WORK REQUEST: An exact copy of each line below is needed, with no images in it.

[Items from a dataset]
___

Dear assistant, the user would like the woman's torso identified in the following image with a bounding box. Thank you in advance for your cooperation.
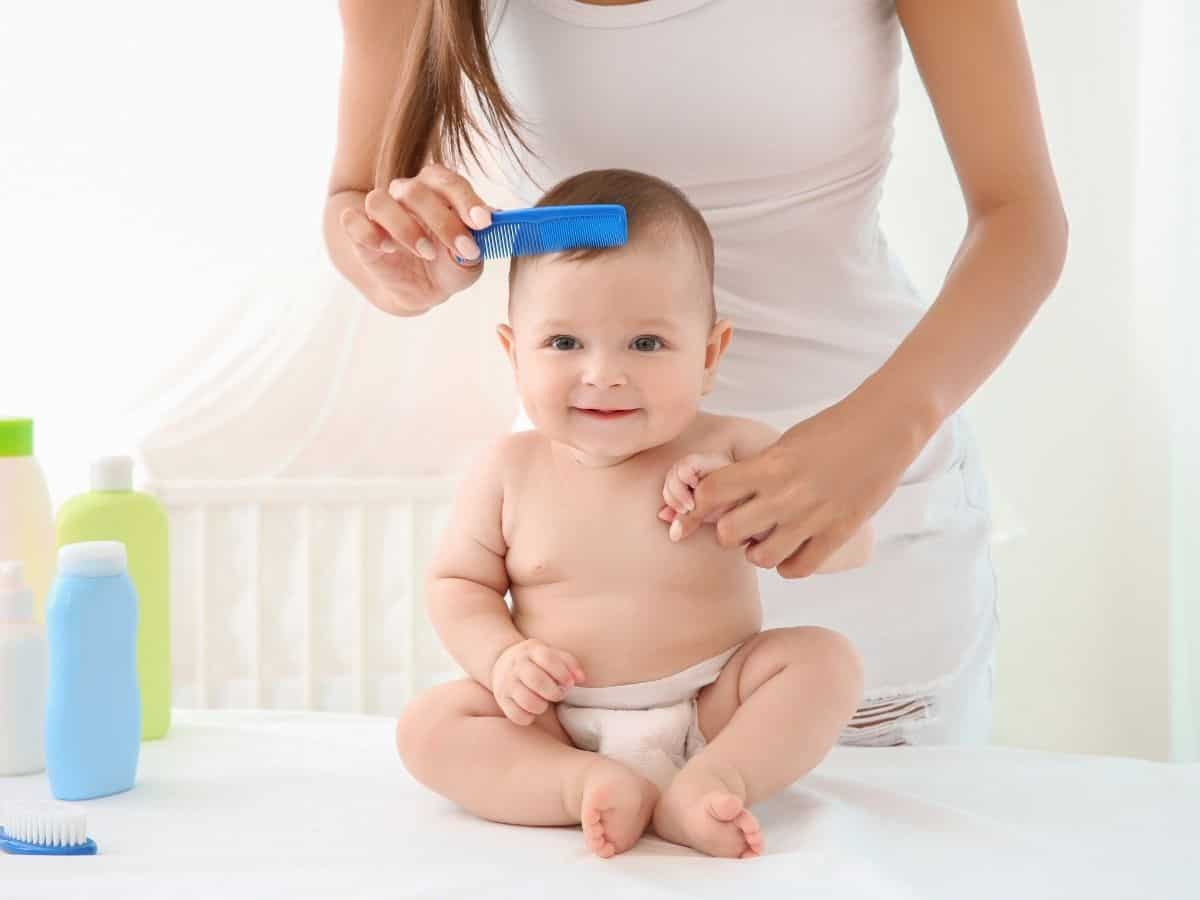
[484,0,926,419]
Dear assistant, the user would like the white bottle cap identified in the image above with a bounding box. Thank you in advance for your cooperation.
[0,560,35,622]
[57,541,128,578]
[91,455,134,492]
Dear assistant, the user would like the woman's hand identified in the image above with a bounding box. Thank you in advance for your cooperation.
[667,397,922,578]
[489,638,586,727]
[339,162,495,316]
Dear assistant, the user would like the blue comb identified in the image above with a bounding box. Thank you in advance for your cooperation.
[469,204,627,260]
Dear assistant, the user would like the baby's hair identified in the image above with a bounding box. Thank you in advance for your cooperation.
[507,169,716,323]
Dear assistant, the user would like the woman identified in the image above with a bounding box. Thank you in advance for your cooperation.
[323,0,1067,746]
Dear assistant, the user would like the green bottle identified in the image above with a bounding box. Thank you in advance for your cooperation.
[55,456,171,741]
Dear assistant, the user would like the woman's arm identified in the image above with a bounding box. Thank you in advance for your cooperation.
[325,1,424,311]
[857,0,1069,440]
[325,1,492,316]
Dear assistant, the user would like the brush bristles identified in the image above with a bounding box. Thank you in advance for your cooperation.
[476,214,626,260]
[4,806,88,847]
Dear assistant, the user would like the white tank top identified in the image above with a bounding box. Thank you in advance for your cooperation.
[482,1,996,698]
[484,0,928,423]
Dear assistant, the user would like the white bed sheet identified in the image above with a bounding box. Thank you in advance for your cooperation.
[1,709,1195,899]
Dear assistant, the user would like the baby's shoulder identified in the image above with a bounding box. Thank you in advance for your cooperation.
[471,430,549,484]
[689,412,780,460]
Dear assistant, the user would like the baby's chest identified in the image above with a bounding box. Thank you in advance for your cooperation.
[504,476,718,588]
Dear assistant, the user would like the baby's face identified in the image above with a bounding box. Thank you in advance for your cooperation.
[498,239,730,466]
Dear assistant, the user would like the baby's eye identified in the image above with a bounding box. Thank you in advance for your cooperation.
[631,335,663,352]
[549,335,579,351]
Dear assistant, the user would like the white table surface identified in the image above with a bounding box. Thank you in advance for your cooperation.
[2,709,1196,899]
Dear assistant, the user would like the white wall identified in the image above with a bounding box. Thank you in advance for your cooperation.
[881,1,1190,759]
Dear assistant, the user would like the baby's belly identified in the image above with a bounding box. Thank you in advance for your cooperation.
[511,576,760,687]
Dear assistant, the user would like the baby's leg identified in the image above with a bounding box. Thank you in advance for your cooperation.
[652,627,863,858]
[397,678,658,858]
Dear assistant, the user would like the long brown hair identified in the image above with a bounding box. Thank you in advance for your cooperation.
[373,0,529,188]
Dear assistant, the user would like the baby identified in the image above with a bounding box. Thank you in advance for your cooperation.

___

OUTPUT FOR THIS EXERCISE:
Dear assistant, the user would like the woman's torso identified in the following image with a bounding box. Thank you in advance for your cooperation.
[484,0,926,419]
Dear assistant, the user would like the white bottle cap identified in the image above with a bounding box. Thank you in advance for your cooperation.
[0,560,35,622]
[57,541,128,578]
[91,455,134,492]
Dear assistant, the user would like the woman's hand identified in the image above with a bounding box. Thank you in advance for your cooperation.
[667,397,922,578]
[489,638,586,727]
[339,162,495,316]
Dear assistant, the user would like the blue comb identified in the image above with a bounding box. Thank you in advance for your cooperation.
[469,204,627,260]
Dear assistant, the user would like the baby's hair identified in the image above with a bounding box. Thank you in advance for your cooperation.
[507,169,716,323]
Dear assistant, the user would like the woman identified in the image above with a bounding box. Thank you in advance for your cooperation.
[323,0,1067,746]
Dear assistant, the user would like the green bottle identified in the image above with a bounding box. Thank you in advance for your cooperation.
[55,456,171,741]
Dear assistant, the user would like the woman's arm identified in the image above with a bounding box. Thank you in advance for your cooperation.
[325,1,424,311]
[857,0,1069,440]
[325,1,492,316]
Dear assistant, the user would like the brush bristles identified in the image above with a bounding box. Thank you in advance for your cooperation.
[476,214,626,260]
[4,806,88,847]
Dear assistant, the user would like the white tank top identified in the image above with a bounding box. Thank you in advance for your cooperation.
[482,1,996,698]
[484,0,928,423]
Dear assistant, the user would like the white bed sheet identified in the image above with a bounding box. Thank you in advance for your cooperation.
[1,709,1195,899]
Dear assistant, the user would like the baby's shoulder identified in the image above with a bounding box. Thank you in advance for your cooperation.
[471,430,549,484]
[689,412,780,460]
Dear assistant, the user would like the baby's chest identified in the image above with a bounding box. Thank you in advance for your cooperation.
[504,476,718,588]
Dear assistant, the user would like the baby's face identified in the image above with a bounding box. Thank you in advance for your cooperation.
[498,239,730,466]
Dear assistant, the user would like the baby's eye identified in the image above with a bounding box. Thank you in advance for your cooperation.
[631,335,663,352]
[549,335,579,351]
Dear assistant, the user would like the white table surface identified in the image above with a bounding box. Thank you in advance for your cooperation.
[2,709,1196,899]
Dear assistant, the user would like the white wall identified in the image above with a bounding box. Thank you in advance for your cooperation.
[881,1,1190,759]
Dear assistant, the user would like the baby's belly identified in the image above with a bounding box. Thank you in advance for your cooperation.
[511,576,760,687]
Dear assistant, the user would like the baby's leg identified in the image above with a bounding box. Thank you in advance for your cooperation.
[652,627,863,858]
[397,678,658,858]
Dear assistant, the user would like the long brown hair identified in the image above with a bounding box. Thank you in advance for your cooperation.
[373,0,529,188]
Dear assistant, the user would like the baby identified in the image above with a bounding box. Thank you in advance for your cooperation.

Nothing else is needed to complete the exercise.